| Data extract |
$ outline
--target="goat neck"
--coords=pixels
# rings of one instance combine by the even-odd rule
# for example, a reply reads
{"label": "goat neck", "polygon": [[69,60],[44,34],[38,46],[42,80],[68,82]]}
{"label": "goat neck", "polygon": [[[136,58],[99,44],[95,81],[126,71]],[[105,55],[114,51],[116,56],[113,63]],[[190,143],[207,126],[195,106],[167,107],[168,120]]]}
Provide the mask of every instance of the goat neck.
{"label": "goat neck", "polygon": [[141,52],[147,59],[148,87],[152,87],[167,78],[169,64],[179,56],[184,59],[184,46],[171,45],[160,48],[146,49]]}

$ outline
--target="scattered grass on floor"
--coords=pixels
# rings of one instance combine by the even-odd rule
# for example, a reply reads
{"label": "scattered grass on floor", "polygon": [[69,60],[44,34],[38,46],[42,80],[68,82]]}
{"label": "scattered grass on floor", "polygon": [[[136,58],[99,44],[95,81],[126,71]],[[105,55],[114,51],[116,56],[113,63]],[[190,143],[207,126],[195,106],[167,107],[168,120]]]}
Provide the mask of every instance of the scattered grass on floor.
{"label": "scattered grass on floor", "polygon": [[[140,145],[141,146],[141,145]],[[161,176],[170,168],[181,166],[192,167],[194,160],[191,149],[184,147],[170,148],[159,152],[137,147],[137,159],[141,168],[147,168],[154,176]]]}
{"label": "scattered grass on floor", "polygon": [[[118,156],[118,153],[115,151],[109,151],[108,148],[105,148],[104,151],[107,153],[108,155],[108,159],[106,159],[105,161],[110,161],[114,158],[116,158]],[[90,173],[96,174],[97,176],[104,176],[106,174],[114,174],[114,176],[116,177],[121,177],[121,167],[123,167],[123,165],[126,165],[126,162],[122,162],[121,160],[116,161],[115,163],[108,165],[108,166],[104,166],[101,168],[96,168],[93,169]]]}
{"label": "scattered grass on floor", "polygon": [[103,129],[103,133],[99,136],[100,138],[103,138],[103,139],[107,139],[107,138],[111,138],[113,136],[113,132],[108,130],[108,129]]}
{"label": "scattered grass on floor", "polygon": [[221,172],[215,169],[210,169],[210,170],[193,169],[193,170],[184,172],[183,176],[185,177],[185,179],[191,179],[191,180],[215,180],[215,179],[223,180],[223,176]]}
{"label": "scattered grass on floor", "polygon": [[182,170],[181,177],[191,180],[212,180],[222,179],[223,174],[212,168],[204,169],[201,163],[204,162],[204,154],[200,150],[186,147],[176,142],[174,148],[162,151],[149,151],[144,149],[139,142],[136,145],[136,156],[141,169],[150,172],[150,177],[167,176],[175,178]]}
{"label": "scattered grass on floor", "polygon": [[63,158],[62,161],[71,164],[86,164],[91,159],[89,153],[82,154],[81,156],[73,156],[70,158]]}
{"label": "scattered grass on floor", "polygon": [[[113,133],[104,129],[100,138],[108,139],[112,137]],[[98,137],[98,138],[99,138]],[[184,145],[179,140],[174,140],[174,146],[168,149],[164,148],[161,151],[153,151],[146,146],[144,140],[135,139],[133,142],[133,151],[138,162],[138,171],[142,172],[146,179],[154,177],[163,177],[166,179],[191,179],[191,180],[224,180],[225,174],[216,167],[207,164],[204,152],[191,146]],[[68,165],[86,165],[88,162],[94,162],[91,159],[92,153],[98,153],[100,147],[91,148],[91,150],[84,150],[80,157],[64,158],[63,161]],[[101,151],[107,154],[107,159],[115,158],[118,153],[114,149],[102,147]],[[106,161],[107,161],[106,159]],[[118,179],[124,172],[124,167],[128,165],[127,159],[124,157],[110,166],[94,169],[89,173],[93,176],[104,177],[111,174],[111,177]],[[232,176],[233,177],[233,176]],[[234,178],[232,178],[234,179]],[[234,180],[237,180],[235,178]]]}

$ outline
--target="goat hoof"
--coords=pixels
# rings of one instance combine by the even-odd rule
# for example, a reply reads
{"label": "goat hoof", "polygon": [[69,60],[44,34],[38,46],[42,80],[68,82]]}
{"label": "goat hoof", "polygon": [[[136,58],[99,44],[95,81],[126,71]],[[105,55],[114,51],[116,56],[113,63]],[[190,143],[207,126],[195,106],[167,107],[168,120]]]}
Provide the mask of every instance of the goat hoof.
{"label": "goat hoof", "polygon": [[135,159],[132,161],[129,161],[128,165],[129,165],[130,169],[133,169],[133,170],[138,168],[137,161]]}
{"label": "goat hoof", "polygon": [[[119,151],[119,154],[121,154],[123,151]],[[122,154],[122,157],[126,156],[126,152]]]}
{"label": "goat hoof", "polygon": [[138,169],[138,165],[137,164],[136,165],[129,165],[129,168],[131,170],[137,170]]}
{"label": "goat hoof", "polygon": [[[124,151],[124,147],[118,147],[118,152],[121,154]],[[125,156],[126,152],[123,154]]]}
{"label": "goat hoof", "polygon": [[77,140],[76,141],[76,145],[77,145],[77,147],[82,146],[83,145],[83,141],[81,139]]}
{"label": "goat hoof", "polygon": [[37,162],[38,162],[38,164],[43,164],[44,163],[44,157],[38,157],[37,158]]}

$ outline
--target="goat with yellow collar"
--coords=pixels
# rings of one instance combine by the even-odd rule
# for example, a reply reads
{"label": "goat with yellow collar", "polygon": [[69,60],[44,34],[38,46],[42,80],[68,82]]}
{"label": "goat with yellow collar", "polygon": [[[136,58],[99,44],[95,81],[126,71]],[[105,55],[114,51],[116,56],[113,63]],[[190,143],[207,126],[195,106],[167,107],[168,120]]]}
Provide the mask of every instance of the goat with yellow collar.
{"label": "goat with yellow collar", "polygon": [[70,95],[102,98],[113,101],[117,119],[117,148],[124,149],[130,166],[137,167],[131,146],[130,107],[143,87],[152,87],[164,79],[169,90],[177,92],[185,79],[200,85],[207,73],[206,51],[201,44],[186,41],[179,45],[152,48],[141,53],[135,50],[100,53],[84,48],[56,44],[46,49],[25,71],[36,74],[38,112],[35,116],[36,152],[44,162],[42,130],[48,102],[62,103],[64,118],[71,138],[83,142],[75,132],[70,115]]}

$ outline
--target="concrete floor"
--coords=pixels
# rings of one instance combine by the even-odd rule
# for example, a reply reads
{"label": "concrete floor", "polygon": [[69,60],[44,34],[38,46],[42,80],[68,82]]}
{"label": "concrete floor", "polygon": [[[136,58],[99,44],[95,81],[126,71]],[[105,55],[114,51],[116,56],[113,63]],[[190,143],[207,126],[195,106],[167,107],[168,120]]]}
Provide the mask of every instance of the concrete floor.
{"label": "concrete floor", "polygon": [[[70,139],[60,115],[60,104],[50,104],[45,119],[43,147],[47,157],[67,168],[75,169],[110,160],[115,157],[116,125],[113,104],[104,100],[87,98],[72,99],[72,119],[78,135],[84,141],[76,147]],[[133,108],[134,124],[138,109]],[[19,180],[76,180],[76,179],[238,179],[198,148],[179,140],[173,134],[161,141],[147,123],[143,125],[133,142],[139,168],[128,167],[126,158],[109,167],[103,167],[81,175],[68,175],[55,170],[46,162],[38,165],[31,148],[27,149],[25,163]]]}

| Exercise instructions |
Filter the records for the string "target" and copy every line that holds it.

| Response for this exercise |
--target="goat neck"
--target="scattered grass on floor"
--target="goat hoof"
--target="goat with yellow collar"
--target="concrete floor"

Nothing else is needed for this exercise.